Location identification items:
+===+
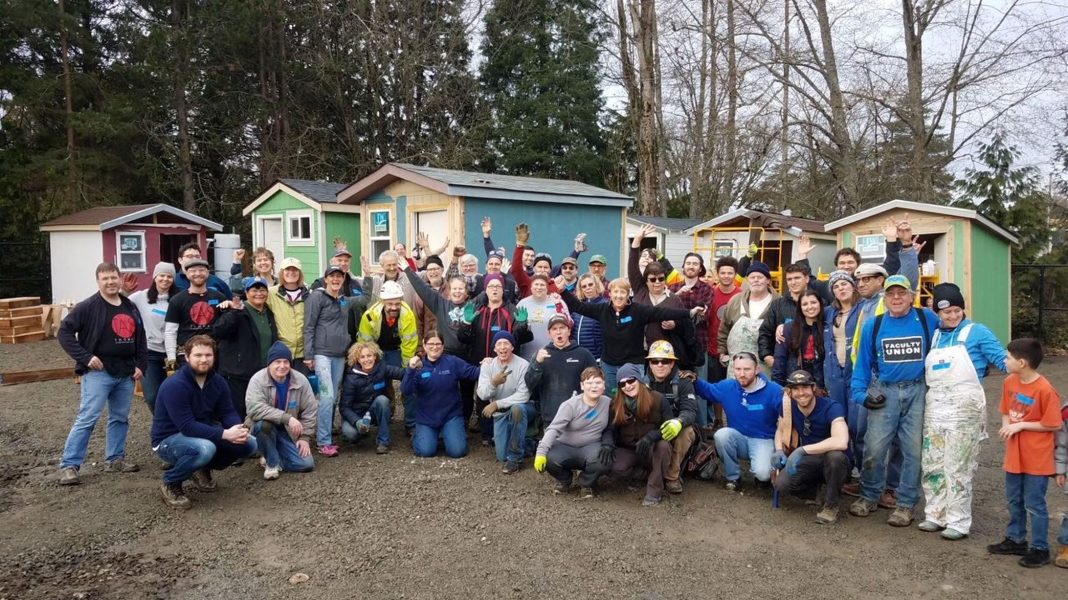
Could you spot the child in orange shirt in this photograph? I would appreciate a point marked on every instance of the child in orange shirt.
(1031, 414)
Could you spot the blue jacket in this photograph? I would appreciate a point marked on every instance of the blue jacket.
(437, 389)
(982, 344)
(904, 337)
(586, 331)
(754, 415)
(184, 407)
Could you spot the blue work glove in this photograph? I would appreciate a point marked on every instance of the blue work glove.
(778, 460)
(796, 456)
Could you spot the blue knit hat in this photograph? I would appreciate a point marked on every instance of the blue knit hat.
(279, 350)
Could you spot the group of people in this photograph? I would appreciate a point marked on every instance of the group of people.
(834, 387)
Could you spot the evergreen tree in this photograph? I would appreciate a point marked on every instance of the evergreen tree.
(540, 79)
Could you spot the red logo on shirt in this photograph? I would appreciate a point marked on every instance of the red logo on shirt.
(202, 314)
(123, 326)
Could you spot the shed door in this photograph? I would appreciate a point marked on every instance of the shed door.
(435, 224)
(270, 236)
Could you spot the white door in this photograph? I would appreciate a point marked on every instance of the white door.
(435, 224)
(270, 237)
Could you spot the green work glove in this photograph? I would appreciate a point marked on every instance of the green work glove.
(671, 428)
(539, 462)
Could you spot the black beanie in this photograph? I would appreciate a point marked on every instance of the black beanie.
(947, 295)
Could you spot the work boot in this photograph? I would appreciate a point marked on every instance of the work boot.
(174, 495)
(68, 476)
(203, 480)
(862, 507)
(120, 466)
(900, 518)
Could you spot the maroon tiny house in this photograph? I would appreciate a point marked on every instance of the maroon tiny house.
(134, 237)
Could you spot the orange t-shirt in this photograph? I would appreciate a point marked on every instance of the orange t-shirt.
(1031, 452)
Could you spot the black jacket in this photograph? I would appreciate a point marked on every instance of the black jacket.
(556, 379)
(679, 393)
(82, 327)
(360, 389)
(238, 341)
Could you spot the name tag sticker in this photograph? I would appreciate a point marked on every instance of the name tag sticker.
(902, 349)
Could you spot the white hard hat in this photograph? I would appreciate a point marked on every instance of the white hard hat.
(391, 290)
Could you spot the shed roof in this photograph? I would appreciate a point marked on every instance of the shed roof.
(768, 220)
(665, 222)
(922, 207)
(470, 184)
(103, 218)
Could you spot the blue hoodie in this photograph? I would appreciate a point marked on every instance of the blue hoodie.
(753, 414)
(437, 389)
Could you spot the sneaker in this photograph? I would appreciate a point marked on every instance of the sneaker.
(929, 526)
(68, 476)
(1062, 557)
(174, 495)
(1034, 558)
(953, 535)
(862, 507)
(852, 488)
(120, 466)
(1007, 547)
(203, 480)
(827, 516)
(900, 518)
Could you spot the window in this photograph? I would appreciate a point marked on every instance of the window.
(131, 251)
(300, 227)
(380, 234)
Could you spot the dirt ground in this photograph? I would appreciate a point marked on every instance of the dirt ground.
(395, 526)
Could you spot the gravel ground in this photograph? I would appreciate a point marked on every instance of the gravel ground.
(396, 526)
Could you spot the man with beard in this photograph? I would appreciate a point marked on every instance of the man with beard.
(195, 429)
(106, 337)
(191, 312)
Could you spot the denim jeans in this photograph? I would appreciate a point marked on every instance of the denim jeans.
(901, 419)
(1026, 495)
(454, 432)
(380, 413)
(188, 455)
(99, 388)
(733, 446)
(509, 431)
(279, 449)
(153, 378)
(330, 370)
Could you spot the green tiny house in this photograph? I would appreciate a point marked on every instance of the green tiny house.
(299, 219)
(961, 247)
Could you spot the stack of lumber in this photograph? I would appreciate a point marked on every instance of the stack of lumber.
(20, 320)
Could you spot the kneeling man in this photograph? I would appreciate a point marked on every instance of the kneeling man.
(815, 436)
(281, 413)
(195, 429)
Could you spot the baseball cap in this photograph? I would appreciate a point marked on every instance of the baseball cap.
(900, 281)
+===+
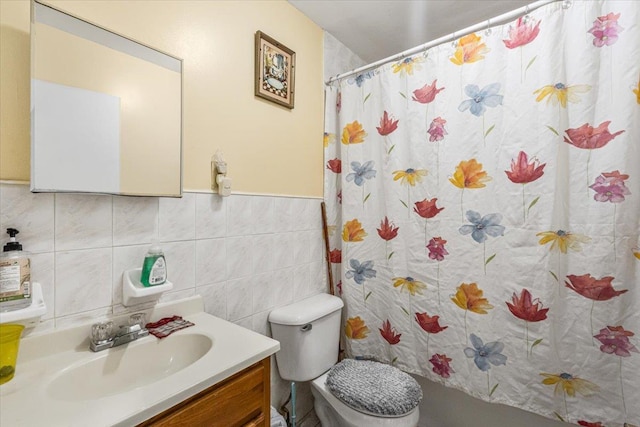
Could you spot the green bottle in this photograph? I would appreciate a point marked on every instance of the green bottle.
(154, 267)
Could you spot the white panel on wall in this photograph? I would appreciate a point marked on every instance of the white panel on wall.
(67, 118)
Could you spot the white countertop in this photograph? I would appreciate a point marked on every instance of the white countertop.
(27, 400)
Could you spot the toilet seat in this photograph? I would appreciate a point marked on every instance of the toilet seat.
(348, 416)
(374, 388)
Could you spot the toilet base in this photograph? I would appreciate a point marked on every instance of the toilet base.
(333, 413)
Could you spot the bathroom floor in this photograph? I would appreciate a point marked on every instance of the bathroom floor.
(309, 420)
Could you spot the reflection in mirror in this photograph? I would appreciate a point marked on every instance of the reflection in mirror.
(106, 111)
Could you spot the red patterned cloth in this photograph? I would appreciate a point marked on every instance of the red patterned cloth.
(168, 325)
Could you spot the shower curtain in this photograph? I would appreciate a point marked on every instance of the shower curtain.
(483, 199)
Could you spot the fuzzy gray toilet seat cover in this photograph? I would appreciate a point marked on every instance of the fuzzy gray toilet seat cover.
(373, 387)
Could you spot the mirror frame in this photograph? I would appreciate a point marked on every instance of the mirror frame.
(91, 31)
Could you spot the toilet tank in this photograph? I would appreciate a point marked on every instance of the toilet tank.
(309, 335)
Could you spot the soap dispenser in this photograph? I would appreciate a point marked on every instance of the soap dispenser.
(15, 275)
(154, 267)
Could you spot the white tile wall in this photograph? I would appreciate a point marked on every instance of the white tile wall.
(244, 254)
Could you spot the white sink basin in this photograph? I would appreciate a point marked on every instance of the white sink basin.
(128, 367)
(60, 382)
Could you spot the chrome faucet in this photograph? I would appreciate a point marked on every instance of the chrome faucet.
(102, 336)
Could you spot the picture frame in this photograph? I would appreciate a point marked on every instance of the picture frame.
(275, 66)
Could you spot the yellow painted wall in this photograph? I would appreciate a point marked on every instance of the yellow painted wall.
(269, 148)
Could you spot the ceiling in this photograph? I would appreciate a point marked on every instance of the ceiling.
+===+
→ TASK REQUIREMENTS: Pick out each line in the records that contains the word "wall" and copy those lines unchanged.

→ RESULT OF THIS EXERCISE:
Could you spot the white panel on wall in this photograph? I would appreciate a point marked on every instance of the white panel on wall.
Could you spot the white tile wall in this photograph? I would appreciate a point marked on every instance of the white tile wall.
Could you spot the yellow painted wall in this photograph? I would appreciate a point marked on every instance of the yellow painted wall.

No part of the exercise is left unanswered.